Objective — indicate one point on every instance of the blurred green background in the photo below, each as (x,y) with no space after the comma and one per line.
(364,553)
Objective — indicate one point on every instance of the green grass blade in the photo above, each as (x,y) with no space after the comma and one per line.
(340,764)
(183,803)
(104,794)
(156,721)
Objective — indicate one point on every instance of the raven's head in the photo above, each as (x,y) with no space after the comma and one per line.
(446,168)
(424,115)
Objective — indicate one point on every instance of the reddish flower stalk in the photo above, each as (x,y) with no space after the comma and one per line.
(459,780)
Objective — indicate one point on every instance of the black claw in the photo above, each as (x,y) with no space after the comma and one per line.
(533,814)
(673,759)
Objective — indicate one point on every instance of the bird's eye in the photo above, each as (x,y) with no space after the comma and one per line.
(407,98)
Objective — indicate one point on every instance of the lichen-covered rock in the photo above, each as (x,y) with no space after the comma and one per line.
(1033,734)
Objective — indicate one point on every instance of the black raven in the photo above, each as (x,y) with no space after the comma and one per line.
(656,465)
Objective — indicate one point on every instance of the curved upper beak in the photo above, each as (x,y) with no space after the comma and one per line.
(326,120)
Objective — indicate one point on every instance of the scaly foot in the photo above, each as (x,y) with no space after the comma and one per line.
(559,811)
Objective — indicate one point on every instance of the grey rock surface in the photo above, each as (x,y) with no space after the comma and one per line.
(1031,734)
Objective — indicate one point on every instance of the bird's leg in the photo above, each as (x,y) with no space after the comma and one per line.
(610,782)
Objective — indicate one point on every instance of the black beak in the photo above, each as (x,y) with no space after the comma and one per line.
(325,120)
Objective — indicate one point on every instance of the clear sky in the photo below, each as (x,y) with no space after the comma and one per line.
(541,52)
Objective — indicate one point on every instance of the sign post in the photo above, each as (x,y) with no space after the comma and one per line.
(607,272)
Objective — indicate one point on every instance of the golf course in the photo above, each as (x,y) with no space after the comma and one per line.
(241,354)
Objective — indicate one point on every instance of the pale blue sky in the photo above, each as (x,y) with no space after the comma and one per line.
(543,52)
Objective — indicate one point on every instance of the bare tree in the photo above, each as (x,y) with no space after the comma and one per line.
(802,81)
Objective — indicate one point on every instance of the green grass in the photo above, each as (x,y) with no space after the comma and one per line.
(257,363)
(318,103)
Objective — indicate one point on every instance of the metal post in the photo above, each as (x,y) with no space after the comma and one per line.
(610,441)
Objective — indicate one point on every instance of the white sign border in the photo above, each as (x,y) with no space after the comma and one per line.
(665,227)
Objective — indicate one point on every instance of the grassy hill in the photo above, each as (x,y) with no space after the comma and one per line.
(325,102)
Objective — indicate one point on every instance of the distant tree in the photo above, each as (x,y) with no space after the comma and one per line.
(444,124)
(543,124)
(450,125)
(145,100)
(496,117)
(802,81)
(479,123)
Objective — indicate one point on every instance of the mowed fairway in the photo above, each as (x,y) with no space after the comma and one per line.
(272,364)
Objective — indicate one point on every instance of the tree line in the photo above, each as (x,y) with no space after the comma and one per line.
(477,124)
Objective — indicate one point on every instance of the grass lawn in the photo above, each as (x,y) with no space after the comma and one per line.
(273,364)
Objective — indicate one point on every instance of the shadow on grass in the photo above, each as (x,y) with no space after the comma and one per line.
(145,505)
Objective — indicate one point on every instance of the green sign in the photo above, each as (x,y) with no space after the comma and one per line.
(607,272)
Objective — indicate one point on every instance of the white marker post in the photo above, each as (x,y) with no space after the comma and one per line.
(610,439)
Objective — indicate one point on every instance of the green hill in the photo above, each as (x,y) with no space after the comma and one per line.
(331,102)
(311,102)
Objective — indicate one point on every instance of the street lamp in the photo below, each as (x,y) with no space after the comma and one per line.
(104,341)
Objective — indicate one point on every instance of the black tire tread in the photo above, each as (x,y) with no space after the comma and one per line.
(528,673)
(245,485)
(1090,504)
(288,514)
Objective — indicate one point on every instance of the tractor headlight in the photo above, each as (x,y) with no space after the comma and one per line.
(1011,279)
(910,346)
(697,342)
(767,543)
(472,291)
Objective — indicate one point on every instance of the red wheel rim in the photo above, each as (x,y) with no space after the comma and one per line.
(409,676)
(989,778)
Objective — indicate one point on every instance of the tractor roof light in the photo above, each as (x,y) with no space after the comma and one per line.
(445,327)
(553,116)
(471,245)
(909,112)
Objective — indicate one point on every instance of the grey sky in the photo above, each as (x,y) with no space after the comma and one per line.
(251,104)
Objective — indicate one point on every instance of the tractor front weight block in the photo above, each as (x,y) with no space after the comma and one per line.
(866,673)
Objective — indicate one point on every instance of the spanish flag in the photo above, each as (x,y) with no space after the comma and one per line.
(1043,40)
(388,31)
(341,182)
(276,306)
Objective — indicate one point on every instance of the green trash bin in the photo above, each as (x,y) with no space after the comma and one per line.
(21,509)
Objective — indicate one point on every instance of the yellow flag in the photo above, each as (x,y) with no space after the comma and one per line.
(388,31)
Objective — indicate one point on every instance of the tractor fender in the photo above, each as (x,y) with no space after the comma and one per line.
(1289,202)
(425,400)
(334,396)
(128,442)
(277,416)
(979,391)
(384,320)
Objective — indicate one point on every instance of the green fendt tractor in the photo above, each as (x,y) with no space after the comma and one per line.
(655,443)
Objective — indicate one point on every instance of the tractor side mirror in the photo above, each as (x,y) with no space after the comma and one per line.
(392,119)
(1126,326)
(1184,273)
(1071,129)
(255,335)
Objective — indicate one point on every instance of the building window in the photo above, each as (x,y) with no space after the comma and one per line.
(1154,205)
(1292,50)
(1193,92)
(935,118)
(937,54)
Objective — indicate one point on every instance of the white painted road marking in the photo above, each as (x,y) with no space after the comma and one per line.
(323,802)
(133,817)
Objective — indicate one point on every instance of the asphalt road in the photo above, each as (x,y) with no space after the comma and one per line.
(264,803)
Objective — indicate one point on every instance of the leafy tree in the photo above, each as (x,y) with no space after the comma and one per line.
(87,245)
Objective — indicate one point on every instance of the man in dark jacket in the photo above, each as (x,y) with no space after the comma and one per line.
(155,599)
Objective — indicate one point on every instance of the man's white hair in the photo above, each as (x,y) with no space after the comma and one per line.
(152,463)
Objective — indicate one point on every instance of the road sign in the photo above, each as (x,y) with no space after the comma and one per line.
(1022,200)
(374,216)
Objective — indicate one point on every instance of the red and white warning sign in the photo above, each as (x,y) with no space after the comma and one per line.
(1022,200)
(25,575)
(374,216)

◆ **Work required**
Reproduce all data above, unchanged.

◆ **Answer box**
Objective — indicate one point on every instance of the blurred green background in the photo below, each as (x,y) with no space after the comma and one per line.
(364,553)
Objective — indicate one point on every instance of the green grass blade in the photo above, each as (x,y) with no space after the comma and one per line.
(340,764)
(183,803)
(104,794)
(156,721)
Objective — indicate one point on every instance of the raven's head in the photo above, each as (x,y) with no space after the comma and one per line.
(446,168)
(424,115)
Objective — indicate one point on every instance of the reddish flower stalk in the photo above, each as (x,y) with no space after the comma and one per line.
(459,780)
Objective — indicate one point on every instance of the black claw in the photo above, each as (x,y) with no space after the comma and one per line.
(533,814)
(673,759)
Objective — indicate one point on every instance of the bird's eye in the photo above, each as (x,y) with no space after the comma and one per line.
(407,98)
Objective — indicate one point on every instance of the lichen-covered rock in the photo above, each as (x,y) with no space after the comma and one per line.
(1033,734)
Objective — indicate one point on every instance of the black raven in the photo above, each as (x,y) with no space after the comma and one per line.
(656,465)
Objective — indicate one point on every instance of the curved upper beak in the photo above, each as (x,y) with no space after the comma and one per line.
(326,120)
Objective — indicate one point on every instance of the scaly foot in the photo above, each as (x,y) with no space after the comma and one per line.
(559,811)
Objective — indicate one point on every instance of the grey rock surface in the photo above, each as (x,y) with no space after the comma and one per line.
(1031,734)
Objective — indicate one point on every instance of the bird's leg in the photo above, each as (x,y) with no space after the comma and one per line.
(610,782)
Objective — indicate one point on every instance of the black beak in the photo above, each as (x,y) with no space after the comma and one per line.
(325,120)
Objective — indicate one point on every instance of the clear sky in the photo below, each as (x,y) with no space after the comma and one per line.
(541,52)
Objective — indicate one point on every instance of the sign post in the photo above, each as (x,y) with no space after the comma and one per line.
(607,272)
Objective — indicate one point on every instance of the golf course in the photo above, each as (x,y) with no space after the comma and one per line.
(241,354)
Objective — indicate one point on every instance of the pale blue sky in the photo above, each as (x,y) with no space after the comma and one per line.
(543,52)
Objective — indicate one point on every instance of the bare tree in the photo above, each as (x,y) with no space after the comma and one per line.
(802,81)
Objective — indicate one point on every instance of the green grass in the photo above, each as (x,y) with no space after the comma and one per line.
(257,363)
(318,103)
Objective — indicate one point on every instance of the metal post in the photo above, each as (x,y) with no space after the comma and one per line.
(610,441)
Objective — indicate one point on every instance of the white sign border in the photo above, each as (x,y) with no space after the comma and one per line.
(665,227)
Objective — indicate one point on every instance of the grassy hill in the photo above, each as (x,y) with no space after the comma and one per line.
(325,102)
Objective — indicate one point on every instance of the distant tree in the photo above, each as (x,y) with no space after the comma and one per line.
(444,124)
(543,124)
(450,125)
(145,100)
(496,117)
(802,81)
(479,123)
Objective — indicate one point on every instance of the mowed fairway in the photo above, each as (x,y) with no space after the comma and one per line.
(272,364)
Objective — indicate one point on every instance of the tree line in the photo above, each as (x,y) with no space after the comma and one per line.
(477,124)
Objective — indicate one point on every instance of the grass lawn in the photo above, each as (x,y) with no space after the comma and one per line.
(273,364)
Objective — indicate one point on every instance of the shadow on grass in the photo above, each as (x,y) with no space after the comma and one per line.
(145,505)
Objective — indicate one point on every instance of the green sign in the photo above, each as (x,y) with no space after the comma and one per line.
(607,272)
Objective — indicate one point on every instance of the white marker post in the photo above, each as (x,y) with no space after the comma and one per line.
(610,439)
Objective — indicate one point on every instance of the green hill in the photo above, each as (x,y) with no space after the comma and one per line.
(331,102)
(311,102)
Objective — indicate one point on every instance of the street lamp in the photo below, each as (x,y) with no space after the comma and one per line.
(104,341)
Objective — indicate one point on every instance of the black tire tread in the photo above, each as (x,y) with no space after the comma and one per line.
(528,673)
(245,485)
(1090,504)
(288,514)
Objective — indicate one point on every instance of the tractor headlight in the photo above, each as (x,y) with no space after the comma and one per line.
(1011,279)
(910,346)
(697,342)
(767,543)
(472,291)
Objective — indicate one point on every instance of the red wheel rim in the photo above, each as (x,y) with no space after the comma and one per line.
(409,676)
(989,778)
Objective — indicate one point on every instance of the tractor roof light in the photo above, each as (x,y) with no space after the comma and one per line.
(445,327)
(553,116)
(471,245)
(909,112)
Objective — indicate one point on every instance of the grey sky in the photo above, each as (x,y) with no space after the comma and one per line.
(251,104)
Objective — indicate one point on every instance of the tractor front weight block in the photo above, each as (x,y) with no space after the comma and one per line.
(866,673)
Objective — indicate one point on every instance of the spanish flag in the photo above, each as (x,y) with no space after the comma and one per line.
(1043,40)
(388,31)
(341,182)
(276,306)
Objective — indicate one point on every instance of the green trash bin in the photo above, each as (x,y) with no space after the comma and one per line.
(21,509)
Objective — indicate one point on every instance of the yellow flag in the photo above, each as (x,y) with no space after the comma and one per line.
(388,31)
Objective — indicate one point on every instance of the tractor fender in the photo above, each as (x,y) with no space after the comma and one per line.
(1289,202)
(425,400)
(334,396)
(128,442)
(277,416)
(979,391)
(384,320)
Objective — indicate one point on every instance of the green fendt tractor in the photo above, each as (x,y) with no space after the comma and one per line.
(655,443)
Objective — indicate one point on every instance of the tractor side mirror in the photo above, each as (x,y) with no space after the comma and one per line.
(392,119)
(1126,326)
(1184,273)
(1071,129)
(255,335)
Objective — indicate one point on every instance of the building window in the photo above, each as (x,y) with no space after the comma and one per line.
(1154,205)
(1292,50)
(1193,92)
(935,118)
(937,54)
Objective — indicate one point on every instance of the white painted road marking in the photo above, each as (x,y) with no space after the comma and one per line.
(323,802)
(133,817)
Objective — indicate one point on every instance of the asphalt road in the photo above, each as (x,y) with no space after the comma and one per line.
(264,803)
Objective — indicate one point on every instance of the leafy tree in the photo above, each as (x,y) with no space after the comma and one per line.
(87,245)
Objective — indicate one point on every instance of the man in dark jacket in the photo above, each as (x,y) with no space after the comma and one per line.
(155,599)
Objective — indicate one point on every instance of the man's white hair in the photo above, each as (x,y) with no space after the comma and one per line.
(152,463)
Objective — indicate one point on every instance of the road sign in the photo above, each as (x,y) with no space after the comma and one per line.
(1022,200)
(374,216)
Objective — indicate one point on every instance of the red and white warning sign in the photo above, each as (x,y) with no space after the comma and one per line.
(1022,200)
(25,575)
(374,216)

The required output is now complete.